··· Task inputs

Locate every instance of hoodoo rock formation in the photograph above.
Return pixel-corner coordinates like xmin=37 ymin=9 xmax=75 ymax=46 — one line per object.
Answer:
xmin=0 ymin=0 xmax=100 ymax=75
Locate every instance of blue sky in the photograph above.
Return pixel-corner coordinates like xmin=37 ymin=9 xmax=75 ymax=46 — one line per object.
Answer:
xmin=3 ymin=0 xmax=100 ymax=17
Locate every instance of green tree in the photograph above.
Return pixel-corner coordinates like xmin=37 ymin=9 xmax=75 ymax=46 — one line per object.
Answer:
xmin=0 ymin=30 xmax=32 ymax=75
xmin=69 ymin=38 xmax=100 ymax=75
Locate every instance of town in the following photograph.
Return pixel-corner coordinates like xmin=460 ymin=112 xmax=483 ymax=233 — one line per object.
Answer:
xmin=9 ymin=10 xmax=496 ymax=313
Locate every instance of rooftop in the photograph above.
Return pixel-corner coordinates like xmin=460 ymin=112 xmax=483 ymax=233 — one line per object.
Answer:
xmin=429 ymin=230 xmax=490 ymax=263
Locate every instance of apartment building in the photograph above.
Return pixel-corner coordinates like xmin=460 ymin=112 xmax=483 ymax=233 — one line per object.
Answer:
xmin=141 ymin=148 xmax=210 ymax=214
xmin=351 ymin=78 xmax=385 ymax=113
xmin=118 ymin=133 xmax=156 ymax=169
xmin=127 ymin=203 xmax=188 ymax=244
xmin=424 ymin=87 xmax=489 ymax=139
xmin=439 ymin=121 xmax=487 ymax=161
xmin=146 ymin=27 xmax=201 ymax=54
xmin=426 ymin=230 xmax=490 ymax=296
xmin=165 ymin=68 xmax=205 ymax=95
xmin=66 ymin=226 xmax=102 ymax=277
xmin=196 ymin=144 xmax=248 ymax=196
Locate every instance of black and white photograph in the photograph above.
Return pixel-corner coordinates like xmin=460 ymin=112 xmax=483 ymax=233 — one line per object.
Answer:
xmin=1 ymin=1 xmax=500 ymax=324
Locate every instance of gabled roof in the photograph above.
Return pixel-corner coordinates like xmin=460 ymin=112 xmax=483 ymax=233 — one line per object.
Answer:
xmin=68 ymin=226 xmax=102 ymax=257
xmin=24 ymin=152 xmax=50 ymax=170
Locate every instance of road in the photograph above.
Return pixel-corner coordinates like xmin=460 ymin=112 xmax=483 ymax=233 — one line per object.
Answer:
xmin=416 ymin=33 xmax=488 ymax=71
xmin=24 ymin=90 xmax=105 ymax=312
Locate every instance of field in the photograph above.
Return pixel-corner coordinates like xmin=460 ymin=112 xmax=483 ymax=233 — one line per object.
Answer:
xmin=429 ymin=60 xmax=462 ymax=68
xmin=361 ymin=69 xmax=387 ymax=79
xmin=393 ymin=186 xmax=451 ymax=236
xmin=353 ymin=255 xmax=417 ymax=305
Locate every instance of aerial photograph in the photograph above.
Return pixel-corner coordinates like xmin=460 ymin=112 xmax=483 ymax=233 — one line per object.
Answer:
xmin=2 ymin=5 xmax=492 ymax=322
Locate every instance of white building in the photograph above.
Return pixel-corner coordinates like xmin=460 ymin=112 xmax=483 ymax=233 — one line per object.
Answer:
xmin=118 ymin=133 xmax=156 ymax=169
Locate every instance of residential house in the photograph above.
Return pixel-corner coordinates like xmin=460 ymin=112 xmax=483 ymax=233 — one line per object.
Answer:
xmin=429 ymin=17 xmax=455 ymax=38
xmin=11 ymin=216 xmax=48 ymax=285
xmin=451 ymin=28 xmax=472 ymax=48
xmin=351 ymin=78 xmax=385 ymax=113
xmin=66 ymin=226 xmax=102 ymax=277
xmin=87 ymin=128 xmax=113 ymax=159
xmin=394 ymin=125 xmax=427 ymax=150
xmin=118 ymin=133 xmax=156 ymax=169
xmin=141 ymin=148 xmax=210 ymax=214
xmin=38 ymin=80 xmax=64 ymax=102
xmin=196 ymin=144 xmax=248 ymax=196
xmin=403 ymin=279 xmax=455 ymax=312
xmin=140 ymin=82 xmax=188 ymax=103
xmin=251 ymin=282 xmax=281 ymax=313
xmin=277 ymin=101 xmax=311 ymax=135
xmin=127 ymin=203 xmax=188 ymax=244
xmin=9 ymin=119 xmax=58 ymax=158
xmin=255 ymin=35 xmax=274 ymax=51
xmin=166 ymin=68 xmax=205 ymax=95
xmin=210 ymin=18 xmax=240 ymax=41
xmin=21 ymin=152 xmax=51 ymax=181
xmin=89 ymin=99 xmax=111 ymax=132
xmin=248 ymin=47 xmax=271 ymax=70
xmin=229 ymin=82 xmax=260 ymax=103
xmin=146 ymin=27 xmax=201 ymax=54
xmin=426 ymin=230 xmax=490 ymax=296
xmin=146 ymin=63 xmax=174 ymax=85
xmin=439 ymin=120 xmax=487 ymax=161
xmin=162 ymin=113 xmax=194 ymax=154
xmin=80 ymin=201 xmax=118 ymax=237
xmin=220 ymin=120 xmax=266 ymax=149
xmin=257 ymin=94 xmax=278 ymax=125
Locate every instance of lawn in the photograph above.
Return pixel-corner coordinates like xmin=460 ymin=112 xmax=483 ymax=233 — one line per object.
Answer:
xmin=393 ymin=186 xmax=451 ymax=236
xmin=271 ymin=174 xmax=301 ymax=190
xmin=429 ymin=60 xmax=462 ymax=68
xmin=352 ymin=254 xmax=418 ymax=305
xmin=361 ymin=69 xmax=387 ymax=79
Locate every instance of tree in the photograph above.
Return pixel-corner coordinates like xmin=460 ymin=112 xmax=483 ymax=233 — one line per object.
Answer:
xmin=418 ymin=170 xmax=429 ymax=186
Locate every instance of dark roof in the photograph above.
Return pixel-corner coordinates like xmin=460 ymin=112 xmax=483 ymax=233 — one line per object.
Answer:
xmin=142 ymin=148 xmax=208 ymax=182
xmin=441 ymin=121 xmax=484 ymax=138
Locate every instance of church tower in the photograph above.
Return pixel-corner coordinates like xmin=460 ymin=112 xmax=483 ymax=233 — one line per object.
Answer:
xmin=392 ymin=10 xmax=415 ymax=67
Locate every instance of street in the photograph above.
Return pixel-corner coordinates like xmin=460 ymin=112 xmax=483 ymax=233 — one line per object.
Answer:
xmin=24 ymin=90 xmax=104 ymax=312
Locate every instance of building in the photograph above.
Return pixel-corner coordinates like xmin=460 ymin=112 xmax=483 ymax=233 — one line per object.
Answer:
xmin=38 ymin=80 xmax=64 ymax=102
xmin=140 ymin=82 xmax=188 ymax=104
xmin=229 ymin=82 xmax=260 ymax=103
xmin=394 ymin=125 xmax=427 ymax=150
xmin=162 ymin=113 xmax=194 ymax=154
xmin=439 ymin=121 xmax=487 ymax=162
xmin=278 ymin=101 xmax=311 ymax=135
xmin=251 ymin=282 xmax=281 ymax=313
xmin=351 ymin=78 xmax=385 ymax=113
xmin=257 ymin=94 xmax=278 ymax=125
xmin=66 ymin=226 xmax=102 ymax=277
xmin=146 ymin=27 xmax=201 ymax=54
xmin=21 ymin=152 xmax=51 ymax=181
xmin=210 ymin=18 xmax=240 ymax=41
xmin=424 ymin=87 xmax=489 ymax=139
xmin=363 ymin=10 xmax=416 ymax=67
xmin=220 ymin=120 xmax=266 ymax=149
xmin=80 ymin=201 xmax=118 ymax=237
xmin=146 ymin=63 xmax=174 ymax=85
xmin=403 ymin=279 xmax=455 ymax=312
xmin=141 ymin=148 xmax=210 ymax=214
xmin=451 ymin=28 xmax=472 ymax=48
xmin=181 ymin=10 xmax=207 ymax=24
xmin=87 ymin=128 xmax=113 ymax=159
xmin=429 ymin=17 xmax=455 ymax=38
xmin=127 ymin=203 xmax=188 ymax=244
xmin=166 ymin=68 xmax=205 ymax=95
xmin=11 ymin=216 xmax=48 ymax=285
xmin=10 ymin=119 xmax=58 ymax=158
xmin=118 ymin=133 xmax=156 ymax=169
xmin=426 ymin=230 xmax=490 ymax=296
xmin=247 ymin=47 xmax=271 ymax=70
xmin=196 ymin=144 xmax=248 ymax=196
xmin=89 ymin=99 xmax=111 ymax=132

······

Request: Reproduce verbatim the data above, everything from the line containing "Locate every instance of street" down to the line containing "xmin=24 ymin=90 xmax=104 ymax=312", with both of those lines included.

Final result:
Locate every instance of street in the photograph above.
Return pixel-corner coordinates like xmin=460 ymin=112 xmax=483 ymax=233 — one line per object.
Answer:
xmin=24 ymin=90 xmax=104 ymax=312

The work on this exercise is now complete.